-------- Records for this task --------
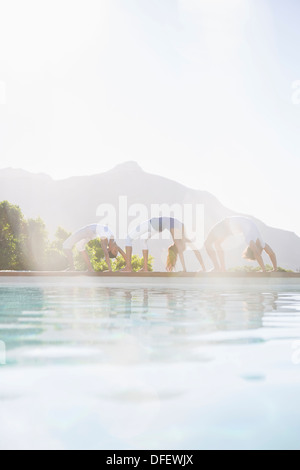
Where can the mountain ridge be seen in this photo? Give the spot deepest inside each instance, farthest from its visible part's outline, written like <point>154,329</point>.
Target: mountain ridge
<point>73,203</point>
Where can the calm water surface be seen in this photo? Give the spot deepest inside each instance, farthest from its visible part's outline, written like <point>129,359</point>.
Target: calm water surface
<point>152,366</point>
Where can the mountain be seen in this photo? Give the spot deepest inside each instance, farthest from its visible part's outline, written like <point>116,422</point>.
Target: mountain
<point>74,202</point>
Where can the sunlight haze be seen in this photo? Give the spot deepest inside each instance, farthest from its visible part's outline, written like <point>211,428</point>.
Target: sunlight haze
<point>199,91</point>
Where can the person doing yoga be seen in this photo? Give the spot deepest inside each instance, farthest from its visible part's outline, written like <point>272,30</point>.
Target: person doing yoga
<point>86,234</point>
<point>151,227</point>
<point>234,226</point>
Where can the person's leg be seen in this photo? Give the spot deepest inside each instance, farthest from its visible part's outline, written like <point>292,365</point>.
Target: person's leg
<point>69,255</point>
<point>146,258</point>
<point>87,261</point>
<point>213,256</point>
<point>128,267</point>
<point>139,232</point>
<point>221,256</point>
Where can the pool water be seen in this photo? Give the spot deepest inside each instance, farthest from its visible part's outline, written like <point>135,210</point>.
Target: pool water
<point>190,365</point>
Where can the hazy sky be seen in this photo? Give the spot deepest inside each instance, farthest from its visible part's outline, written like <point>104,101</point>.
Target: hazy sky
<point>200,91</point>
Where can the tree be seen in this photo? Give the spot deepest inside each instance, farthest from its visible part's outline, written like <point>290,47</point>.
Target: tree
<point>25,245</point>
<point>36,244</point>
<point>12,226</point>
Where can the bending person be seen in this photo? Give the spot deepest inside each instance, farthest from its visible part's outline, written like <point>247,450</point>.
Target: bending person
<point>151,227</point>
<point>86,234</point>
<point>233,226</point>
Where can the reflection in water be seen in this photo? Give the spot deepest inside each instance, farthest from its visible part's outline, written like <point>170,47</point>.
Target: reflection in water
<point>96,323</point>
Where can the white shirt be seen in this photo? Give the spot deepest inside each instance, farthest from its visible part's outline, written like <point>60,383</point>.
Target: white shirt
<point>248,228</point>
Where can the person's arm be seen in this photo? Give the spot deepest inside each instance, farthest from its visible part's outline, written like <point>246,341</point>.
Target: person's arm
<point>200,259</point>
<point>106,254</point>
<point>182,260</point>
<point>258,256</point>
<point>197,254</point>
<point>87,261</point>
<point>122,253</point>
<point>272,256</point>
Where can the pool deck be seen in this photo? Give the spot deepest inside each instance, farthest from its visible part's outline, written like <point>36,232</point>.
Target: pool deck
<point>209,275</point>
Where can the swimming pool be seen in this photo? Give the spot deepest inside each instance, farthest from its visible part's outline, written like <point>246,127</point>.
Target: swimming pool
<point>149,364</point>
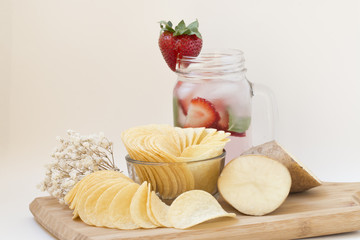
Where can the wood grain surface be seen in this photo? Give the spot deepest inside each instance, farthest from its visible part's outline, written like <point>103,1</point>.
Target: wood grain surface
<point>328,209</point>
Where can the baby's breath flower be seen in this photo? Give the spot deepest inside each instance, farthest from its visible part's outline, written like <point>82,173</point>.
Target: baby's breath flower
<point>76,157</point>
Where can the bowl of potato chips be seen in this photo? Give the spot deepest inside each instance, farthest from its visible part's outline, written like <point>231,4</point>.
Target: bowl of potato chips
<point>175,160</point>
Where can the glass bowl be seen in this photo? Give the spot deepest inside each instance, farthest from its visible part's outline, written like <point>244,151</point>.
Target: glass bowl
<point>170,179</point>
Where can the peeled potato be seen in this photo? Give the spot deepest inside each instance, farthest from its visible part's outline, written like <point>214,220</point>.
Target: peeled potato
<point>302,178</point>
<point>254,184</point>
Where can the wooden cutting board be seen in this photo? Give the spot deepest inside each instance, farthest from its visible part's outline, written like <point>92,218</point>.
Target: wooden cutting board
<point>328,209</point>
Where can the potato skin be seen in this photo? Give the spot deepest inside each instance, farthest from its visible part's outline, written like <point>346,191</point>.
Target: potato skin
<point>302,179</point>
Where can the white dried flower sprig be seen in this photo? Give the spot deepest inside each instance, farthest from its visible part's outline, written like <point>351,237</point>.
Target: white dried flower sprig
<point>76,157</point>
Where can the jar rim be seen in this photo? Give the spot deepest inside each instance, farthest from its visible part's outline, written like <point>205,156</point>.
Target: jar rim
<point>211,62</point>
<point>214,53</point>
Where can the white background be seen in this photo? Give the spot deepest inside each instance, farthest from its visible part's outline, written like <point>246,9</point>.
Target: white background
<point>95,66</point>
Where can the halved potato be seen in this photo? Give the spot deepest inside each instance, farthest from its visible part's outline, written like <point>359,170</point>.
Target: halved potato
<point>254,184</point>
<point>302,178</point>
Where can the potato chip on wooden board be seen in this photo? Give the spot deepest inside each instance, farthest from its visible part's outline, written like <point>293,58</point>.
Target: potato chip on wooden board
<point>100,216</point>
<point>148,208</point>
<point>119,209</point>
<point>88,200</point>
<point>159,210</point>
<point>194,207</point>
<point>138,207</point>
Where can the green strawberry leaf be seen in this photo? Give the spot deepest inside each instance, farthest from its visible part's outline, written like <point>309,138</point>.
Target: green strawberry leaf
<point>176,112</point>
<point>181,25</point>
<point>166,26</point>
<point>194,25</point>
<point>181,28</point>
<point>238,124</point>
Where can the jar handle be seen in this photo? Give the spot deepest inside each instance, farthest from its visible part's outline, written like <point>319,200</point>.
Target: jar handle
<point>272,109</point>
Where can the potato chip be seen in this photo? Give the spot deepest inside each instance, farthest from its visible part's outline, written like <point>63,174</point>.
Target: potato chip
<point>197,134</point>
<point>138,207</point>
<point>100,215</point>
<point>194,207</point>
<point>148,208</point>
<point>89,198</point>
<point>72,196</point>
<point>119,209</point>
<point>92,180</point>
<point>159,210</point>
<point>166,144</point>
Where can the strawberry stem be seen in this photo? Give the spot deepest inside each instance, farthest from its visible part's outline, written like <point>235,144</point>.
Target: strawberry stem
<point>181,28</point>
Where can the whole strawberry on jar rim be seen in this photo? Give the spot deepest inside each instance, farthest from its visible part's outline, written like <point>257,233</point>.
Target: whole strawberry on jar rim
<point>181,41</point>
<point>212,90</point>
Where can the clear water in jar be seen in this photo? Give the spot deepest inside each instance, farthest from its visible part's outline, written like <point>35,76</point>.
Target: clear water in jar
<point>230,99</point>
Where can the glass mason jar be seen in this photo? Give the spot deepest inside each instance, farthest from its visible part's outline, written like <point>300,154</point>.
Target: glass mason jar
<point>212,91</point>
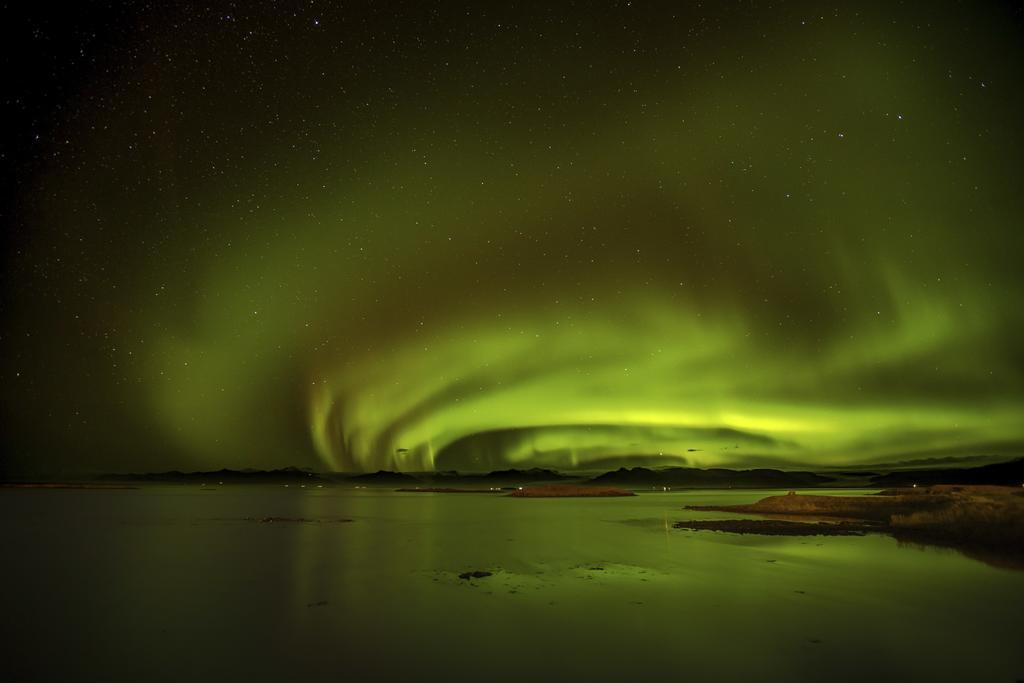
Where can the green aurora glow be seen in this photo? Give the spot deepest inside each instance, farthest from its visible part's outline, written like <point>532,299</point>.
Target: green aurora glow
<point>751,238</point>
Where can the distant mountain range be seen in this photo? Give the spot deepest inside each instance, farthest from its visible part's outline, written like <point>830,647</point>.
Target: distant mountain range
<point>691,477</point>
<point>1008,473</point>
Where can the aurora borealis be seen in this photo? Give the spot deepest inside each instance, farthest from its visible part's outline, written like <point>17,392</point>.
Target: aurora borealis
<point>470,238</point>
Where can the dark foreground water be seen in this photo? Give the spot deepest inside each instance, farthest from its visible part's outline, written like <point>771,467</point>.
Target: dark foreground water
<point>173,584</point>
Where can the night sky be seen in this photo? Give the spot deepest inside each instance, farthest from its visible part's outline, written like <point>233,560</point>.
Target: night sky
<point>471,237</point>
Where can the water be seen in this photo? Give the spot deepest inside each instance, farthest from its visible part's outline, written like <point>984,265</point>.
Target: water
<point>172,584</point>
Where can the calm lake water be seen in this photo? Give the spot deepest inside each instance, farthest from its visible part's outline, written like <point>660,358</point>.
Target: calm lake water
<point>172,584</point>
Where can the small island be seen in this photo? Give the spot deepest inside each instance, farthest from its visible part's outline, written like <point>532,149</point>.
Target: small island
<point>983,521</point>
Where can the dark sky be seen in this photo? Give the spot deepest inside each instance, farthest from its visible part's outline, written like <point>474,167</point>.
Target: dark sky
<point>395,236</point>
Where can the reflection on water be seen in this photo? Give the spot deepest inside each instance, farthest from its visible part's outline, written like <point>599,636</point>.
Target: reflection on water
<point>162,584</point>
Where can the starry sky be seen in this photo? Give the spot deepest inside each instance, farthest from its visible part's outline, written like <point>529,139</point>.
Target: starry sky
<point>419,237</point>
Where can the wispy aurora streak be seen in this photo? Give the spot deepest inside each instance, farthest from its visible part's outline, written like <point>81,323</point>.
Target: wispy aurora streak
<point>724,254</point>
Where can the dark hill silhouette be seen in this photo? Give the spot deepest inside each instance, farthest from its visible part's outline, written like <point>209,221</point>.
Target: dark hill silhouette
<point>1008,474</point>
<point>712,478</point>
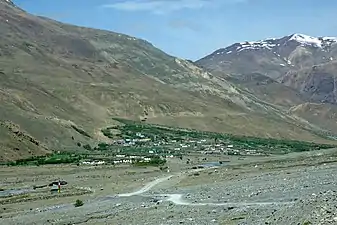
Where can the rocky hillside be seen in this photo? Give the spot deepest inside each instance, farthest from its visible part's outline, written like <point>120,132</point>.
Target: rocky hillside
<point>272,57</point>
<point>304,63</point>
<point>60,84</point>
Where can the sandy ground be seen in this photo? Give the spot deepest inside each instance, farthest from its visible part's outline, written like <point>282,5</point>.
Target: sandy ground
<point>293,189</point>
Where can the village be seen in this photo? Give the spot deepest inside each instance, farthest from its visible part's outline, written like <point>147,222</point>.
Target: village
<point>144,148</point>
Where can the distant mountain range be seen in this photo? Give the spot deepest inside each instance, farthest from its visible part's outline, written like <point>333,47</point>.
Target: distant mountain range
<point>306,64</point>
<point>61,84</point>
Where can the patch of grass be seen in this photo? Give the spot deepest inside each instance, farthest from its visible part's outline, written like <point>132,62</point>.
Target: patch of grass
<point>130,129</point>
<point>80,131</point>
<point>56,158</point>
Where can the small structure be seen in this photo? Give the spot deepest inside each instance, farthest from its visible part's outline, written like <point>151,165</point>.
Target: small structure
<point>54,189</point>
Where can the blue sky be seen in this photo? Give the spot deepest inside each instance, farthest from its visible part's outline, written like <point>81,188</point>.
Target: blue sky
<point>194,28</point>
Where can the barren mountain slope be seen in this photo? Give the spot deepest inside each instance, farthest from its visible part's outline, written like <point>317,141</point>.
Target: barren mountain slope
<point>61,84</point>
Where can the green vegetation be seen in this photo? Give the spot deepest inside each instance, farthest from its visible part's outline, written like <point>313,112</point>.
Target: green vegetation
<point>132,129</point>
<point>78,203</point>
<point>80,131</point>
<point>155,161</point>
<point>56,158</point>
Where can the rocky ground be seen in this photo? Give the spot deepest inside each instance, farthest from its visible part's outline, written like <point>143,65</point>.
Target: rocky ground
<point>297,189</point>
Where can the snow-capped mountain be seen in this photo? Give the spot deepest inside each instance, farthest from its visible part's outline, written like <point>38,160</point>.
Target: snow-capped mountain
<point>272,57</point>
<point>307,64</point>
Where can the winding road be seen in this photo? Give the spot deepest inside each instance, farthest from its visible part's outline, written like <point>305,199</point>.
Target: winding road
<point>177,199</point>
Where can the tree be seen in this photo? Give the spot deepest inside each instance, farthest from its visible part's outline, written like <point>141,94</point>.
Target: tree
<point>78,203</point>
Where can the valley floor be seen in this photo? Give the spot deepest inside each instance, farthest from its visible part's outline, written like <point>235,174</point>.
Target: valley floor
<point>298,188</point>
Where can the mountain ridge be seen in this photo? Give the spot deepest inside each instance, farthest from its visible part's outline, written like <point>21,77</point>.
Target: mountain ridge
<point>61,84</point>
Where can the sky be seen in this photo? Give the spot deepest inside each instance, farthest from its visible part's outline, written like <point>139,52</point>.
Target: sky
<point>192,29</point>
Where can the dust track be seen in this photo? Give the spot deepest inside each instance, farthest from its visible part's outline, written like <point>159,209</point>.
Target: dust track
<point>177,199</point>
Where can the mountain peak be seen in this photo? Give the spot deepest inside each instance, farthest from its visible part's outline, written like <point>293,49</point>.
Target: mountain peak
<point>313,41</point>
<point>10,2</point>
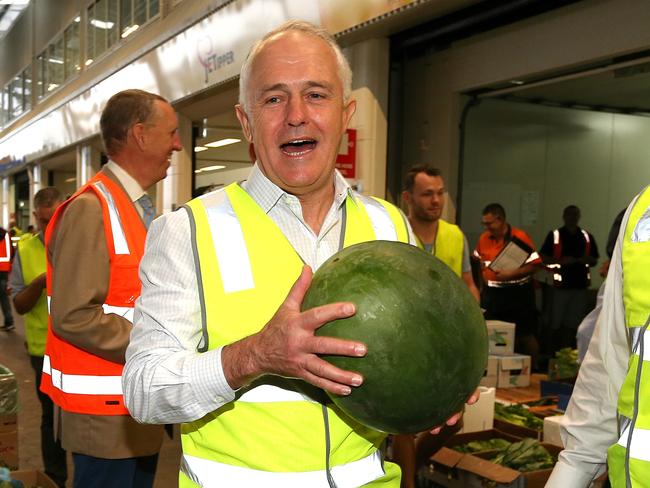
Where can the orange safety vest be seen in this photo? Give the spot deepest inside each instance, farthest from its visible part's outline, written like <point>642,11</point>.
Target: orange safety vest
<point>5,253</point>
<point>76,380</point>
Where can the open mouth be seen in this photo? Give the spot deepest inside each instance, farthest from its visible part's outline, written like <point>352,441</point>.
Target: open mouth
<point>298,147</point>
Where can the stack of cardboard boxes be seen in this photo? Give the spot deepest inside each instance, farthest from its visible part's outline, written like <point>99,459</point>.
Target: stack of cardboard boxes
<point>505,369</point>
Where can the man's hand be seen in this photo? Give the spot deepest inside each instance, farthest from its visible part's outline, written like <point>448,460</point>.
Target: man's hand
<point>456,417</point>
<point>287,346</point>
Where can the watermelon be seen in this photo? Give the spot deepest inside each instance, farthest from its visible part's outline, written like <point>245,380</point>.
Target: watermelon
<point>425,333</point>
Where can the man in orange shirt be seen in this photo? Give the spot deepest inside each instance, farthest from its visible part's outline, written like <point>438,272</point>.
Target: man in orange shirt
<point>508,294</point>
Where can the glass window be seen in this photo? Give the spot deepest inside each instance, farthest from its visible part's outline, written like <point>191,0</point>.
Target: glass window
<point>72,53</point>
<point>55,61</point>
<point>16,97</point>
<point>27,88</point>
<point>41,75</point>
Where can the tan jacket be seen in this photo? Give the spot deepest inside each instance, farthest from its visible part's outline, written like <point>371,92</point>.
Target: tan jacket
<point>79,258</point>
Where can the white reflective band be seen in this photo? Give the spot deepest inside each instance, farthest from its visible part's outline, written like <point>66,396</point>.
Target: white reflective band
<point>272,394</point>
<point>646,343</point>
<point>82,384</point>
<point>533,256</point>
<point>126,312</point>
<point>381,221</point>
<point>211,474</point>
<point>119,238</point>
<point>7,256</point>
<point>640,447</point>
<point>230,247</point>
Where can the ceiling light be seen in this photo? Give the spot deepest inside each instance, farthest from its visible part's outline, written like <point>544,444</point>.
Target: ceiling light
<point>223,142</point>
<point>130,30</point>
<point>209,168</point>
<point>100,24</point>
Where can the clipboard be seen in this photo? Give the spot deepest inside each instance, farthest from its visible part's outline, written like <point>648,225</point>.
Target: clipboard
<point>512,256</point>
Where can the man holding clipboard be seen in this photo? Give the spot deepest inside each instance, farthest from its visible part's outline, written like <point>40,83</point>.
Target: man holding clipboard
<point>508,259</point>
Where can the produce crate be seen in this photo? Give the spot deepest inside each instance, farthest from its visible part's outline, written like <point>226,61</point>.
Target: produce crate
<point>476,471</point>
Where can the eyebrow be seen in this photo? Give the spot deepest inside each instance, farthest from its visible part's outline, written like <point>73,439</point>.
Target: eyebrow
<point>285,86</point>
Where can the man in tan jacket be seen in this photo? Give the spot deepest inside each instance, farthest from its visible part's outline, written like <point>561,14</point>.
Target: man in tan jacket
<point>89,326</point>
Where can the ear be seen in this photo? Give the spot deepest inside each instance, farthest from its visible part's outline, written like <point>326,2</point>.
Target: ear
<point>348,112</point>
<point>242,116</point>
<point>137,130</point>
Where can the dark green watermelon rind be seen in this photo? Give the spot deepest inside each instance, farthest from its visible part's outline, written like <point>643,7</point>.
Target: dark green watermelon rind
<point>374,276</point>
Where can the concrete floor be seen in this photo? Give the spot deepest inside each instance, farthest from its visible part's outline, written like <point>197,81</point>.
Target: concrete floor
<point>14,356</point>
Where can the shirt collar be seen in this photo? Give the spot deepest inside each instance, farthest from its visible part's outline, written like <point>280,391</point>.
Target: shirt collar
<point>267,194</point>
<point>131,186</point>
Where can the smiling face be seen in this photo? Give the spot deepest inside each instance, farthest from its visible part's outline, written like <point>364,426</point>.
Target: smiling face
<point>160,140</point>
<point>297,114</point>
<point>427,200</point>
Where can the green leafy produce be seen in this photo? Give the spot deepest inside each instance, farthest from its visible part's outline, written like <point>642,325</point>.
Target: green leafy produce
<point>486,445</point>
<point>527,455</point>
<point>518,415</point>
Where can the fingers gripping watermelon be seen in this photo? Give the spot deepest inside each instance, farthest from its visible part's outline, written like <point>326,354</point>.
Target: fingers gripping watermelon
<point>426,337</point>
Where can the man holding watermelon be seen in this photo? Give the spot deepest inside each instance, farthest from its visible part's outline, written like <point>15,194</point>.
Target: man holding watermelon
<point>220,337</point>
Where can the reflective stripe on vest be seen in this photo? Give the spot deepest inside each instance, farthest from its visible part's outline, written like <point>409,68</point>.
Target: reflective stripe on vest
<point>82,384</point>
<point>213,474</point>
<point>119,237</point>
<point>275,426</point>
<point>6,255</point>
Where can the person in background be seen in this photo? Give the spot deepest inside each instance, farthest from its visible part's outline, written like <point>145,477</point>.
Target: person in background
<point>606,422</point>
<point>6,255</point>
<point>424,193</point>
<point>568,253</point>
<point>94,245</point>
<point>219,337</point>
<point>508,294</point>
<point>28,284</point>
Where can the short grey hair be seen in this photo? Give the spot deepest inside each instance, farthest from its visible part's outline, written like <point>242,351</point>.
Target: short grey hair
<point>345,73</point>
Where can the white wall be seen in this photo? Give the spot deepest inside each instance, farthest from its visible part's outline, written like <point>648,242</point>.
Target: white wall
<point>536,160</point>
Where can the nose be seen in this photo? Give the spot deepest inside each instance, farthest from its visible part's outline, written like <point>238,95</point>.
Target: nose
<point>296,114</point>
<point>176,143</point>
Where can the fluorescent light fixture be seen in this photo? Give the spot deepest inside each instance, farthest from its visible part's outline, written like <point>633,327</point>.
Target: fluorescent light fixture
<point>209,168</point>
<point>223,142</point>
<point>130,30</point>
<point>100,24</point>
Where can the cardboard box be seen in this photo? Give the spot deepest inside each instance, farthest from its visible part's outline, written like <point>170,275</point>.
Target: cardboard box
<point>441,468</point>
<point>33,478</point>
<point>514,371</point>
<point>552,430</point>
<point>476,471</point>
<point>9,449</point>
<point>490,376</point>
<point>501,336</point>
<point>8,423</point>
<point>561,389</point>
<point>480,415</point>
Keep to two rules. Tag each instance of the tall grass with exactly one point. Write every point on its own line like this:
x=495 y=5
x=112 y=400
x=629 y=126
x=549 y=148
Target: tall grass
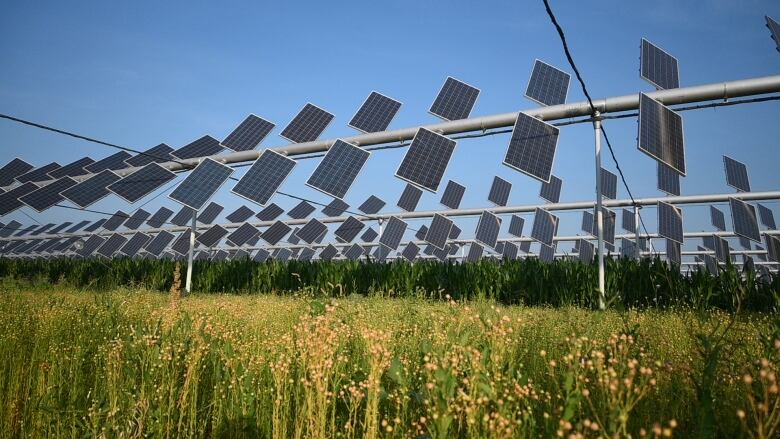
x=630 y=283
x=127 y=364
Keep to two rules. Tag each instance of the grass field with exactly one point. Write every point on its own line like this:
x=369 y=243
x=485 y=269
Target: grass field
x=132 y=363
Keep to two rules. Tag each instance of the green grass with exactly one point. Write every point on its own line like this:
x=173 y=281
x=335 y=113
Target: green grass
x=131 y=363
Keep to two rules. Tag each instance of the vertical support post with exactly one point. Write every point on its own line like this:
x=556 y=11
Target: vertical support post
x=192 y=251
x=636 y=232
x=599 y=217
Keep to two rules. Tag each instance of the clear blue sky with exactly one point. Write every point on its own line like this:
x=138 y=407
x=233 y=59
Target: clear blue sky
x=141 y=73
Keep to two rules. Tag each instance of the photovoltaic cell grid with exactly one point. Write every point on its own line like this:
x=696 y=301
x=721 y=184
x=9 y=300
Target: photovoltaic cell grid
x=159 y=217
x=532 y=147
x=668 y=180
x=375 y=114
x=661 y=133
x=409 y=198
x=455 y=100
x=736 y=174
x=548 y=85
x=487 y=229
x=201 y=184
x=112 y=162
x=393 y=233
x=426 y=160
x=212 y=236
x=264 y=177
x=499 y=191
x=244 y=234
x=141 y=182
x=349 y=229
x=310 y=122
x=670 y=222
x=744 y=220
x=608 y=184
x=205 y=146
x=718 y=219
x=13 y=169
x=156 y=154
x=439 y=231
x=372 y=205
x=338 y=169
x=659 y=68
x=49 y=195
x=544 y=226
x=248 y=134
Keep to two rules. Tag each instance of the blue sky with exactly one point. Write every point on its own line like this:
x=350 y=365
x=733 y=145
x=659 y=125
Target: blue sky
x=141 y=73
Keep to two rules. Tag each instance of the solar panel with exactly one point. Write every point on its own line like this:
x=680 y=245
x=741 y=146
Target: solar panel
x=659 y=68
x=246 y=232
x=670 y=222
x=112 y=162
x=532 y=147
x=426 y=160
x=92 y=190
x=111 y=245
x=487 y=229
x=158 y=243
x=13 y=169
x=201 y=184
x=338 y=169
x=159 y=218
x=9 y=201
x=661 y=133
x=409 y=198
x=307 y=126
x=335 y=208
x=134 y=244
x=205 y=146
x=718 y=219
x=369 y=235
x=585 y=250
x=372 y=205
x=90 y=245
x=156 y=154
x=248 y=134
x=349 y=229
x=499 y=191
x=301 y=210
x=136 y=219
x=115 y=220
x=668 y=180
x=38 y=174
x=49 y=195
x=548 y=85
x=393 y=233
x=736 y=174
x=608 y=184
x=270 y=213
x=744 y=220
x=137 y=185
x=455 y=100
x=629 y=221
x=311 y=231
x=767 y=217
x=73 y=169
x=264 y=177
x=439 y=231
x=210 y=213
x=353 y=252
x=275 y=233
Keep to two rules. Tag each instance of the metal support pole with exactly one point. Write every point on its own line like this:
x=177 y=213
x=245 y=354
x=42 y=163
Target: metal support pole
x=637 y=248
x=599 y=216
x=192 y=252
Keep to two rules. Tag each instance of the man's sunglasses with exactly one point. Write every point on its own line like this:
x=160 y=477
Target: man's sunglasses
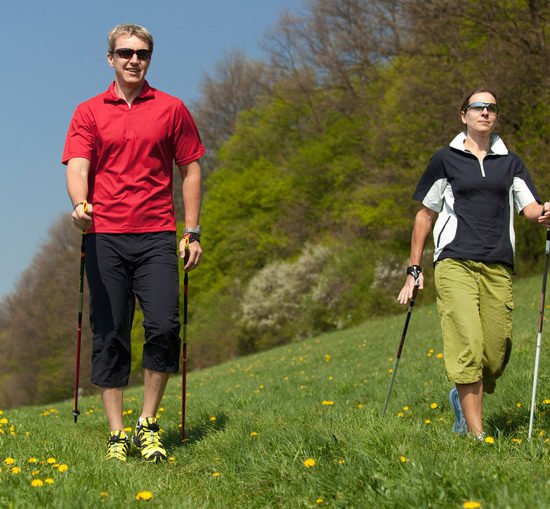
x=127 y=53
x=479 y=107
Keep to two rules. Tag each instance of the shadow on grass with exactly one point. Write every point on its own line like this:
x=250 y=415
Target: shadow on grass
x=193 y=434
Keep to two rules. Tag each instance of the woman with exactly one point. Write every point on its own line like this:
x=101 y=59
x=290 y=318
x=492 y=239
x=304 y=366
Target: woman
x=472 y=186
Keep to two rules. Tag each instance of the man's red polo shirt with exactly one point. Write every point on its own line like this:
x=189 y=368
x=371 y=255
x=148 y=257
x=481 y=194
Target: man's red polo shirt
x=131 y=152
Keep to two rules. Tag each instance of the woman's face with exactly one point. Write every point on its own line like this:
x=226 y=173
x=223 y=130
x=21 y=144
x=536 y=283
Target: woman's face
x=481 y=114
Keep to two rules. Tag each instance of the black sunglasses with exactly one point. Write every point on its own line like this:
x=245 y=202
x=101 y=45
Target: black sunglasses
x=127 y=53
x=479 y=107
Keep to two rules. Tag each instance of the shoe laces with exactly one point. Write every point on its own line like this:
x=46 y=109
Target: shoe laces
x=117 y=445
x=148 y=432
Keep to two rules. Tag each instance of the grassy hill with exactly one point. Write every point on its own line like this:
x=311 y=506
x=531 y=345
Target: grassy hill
--------
# Directions
Reproduce exactly the lines from the one containing "Keep to two rules. Tag each instance of the woman's" through the last line of the records above, including both, and nothing else.

# Complete output
Keep to two rules. Tag each instance of the woman's face with exactly one point. Write every point on its own line like this:
x=226 y=173
x=223 y=130
x=21 y=144
x=536 y=283
Target: woman's face
x=481 y=114
Keep to two rules. Tag each instance of the black sunglasses with exactly one point. Write every point on its own line like this:
x=245 y=202
x=101 y=45
Target: black sunglasses
x=127 y=53
x=479 y=107
Keep to two rules. Tag each instance of the shoe laces with exactly one point. Write every point on its own line like this:
x=46 y=109
Target: shoe laces
x=117 y=445
x=148 y=432
Keep to two rules. Tag each instance of the grassy hill with exactly one point. Write every point on its own line like this:
x=311 y=506
x=531 y=345
Target: grassy hill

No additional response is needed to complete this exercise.